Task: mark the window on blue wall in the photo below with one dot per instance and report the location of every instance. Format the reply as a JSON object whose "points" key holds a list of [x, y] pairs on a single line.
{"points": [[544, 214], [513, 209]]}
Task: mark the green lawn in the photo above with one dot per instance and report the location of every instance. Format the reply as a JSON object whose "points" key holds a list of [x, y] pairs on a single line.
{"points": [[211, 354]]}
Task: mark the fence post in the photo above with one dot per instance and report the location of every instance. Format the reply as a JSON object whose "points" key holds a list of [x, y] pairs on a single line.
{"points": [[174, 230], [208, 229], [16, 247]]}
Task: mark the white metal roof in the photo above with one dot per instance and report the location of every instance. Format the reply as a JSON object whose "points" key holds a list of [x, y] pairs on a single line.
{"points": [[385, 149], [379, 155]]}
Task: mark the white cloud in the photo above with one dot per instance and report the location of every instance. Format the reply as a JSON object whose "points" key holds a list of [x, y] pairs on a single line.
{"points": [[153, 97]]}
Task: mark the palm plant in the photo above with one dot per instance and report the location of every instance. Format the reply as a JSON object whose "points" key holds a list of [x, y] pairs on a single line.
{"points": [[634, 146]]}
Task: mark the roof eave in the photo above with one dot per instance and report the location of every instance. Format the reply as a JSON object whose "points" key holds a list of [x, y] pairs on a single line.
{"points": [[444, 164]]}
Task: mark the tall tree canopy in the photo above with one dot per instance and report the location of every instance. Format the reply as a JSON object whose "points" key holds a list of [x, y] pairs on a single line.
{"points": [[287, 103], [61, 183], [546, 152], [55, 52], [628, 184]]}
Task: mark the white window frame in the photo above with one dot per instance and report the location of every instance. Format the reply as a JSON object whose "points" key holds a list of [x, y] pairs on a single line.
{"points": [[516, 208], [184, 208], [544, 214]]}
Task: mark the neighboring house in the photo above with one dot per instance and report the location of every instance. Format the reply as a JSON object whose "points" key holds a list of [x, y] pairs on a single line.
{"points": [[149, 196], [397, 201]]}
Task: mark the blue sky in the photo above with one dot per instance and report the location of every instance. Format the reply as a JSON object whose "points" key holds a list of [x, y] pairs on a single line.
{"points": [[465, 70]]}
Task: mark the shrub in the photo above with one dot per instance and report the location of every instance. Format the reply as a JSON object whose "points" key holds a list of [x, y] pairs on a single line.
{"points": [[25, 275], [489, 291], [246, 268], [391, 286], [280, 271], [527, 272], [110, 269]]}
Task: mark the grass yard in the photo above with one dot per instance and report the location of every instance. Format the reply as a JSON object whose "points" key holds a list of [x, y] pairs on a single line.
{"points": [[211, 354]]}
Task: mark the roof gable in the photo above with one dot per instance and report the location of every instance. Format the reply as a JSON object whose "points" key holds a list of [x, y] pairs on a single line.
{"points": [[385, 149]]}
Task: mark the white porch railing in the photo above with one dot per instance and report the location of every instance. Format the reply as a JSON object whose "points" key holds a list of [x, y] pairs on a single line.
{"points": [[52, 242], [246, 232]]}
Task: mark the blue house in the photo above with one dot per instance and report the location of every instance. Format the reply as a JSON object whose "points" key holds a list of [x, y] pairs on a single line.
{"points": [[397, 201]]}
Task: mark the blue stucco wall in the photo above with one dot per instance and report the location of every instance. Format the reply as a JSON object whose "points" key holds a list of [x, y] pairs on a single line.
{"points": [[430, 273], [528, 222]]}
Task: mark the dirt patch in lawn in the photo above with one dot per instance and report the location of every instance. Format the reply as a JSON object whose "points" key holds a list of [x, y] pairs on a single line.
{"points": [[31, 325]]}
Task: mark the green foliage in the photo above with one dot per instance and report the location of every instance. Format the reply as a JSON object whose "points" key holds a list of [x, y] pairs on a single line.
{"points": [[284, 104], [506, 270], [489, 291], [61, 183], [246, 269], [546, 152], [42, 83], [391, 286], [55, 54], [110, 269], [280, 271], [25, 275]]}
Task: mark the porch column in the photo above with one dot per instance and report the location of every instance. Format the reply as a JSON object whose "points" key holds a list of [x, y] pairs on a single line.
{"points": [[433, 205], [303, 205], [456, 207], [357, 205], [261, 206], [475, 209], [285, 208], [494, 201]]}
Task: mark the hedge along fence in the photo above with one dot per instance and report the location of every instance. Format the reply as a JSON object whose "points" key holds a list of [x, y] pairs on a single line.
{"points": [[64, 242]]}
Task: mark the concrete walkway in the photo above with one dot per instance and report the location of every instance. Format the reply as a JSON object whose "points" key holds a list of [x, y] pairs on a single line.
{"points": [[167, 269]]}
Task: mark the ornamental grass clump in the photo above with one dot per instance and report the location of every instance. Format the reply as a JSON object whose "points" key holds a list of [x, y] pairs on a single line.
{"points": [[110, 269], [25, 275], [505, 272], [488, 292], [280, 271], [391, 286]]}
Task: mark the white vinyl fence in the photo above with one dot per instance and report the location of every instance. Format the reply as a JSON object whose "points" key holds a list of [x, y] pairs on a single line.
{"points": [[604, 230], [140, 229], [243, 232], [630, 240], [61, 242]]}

> [TASK]
Print each entry precisely. Include every line.

> [TASK ANSWER]
Task: mark the window on blue wall in the photo below with one dot per instance and report the location of every instance. Format the reply as a JSON object whose "points" key holds a list of [x, y] pairs on a single line.
{"points": [[544, 214], [513, 209]]}
Task: mark the green lawn in the photo above with one dot per instance and report the location of every instance. Format the reply as a JSON object whose "points" key holds a list of [x, y] pairs on a single line.
{"points": [[211, 354]]}
Task: mark the fence post in the photo above with one dot per instance and report the location of every instance. Format the reply as a JSON object whose "points" key holds a list of [x, y] pairs on a single line.
{"points": [[174, 230], [208, 229], [16, 247]]}
Task: mark the white metal roof in the photo above with one dot per instance and report the location of every instance. Format the reply as a JSON object whose "points" key holds a list of [x, y] pairs on a single line.
{"points": [[385, 149], [379, 155]]}
Task: mark the white cloud in the photo above with one dot per instance and report the location of every instance. Format the reply as a JSON object whose "points" key holds a list of [x, y] pairs on a single line.
{"points": [[153, 97]]}
Task: mark the palm plant in the photo above with one dot per instance and report the location of every instance. Format the reply as a JSON object whose "points" key holds a list of [x, y] pairs on a single line.
{"points": [[634, 146]]}
Task: mark the roof eave in the photo above with one dot per instance and report the location of every instance. Format the reply as a JSON object whose "points" key holds a list of [x, y] pairs on a single line.
{"points": [[444, 164]]}
Task: mark the tall tree canopy in the photo above with one dot per instance and report the location of every instance. Format the reply as a JSON object whose "points" key holds a list of [x, y] pairs on a single line.
{"points": [[287, 103], [61, 183], [546, 152], [55, 52], [628, 184]]}
Task: mark the white window frame in the photo above with one dot per instance and report the location of every instance. Format the reply as a JSON object whose "points" key holds a list of [x, y] pairs on a single line.
{"points": [[516, 208], [184, 208], [544, 214]]}
Task: mark the neighboring house in the photo above with one dot per instance and report the location of every instance. Format the reply as a JSON object whose "points" key holds a list of [x, y] pairs on a single line.
{"points": [[149, 196], [397, 201]]}
Task: mark the blue sky in the photo above with one dot per instance and report the location of every instance. Format the reply as a JSON object whose "points" key holds a list of [x, y] pairs on a single line.
{"points": [[465, 70]]}
Task: mark the shrub in the photo above with one dot per instance and report the location of every instance. Format the reply as a JSON object whose "points" key holds a list of [x, y] pairs on a single line.
{"points": [[25, 275], [489, 291], [246, 268], [391, 286], [280, 271], [527, 272], [110, 269]]}
Task: mark the grass yard in the photo above with one dot per instance and report the location of every instance. Format the reply as a JSON object whose "points" key holds a list of [x, y] pairs on a single line.
{"points": [[211, 354]]}
Task: mark the roof gable in the photo above with one dot per instance and report the location of every instance. Format the reply as a JSON object whose "points" key holds a list of [x, y] pairs on a single line.
{"points": [[385, 149]]}
Task: mark the white porch railing in the photo above with one dot per instance and report the location of every instance. Format the reply as a JSON object whose "points" key holds a list of [x, y] pairs on a single line.
{"points": [[52, 242], [246, 232]]}
Task: mark the blue house in the photo above with one dot per instance and report the location of every instance. Format the reply as a JSON object whose "points" key holds a list of [x, y] pairs on a single line.
{"points": [[397, 201]]}
Task: mark the blue stucco wall in the photo above with one dot per instance and report the location of every instance. Format the reply as a JSON object whose "points" key holds a list of [x, y] pairs on a single line.
{"points": [[430, 273], [528, 222]]}
Task: mark the dirt patch in lawn in the photo above with one dot per instance and report the location of every instance. Format the reply as a JSON object whose "points" key holds a list of [x, y] pairs on a single line.
{"points": [[31, 325]]}
Task: mark the green foliage in the photo above with one dot per instance and report the location of every instance. Format the reply as a JSON object whose "points" key holds a list of [x, y] pairs on a single line.
{"points": [[284, 104], [506, 270], [489, 291], [61, 183], [246, 269], [546, 152], [42, 83], [391, 286], [55, 54], [110, 269], [280, 271], [25, 275]]}
Task: mark the porch column in the photo above with one dot per instance and report the location of every instance. Format the reply as a JSON object whose "points" key holds a list of [x, y] pairs on a single line.
{"points": [[433, 205], [303, 205], [456, 207], [357, 205], [261, 206], [475, 209], [285, 208], [494, 201]]}
Task: mark the hedge along fence in the photo above with one dot per instance and report the location of every instance. Format the reply as a JSON object whose "points" key holds a list of [x, y] pairs on a single line.
{"points": [[64, 242]]}
Task: mark the concrete walkway in the photo above with one dot per instance and report the location of every instance. Format the reply as a JSON object whose "points" key holds a list of [x, y] pairs on a single line.
{"points": [[167, 269]]}
Task: mark the ornamental grass clump in the photo above with one dot per instance and report the location of every instance. Format the reply as a JSON object whose "points" key holds a list of [x, y] pairs on a single line.
{"points": [[110, 269], [25, 275], [505, 272], [488, 292], [280, 271], [391, 286]]}
Task: mark the white vinyl fence in the photo above with one dot per instance and report the location of every instance. Format the reply as a JSON object whose "points" key holds a list of [x, y] pairs on a single line.
{"points": [[604, 230], [140, 229], [243, 232], [630, 240], [61, 242]]}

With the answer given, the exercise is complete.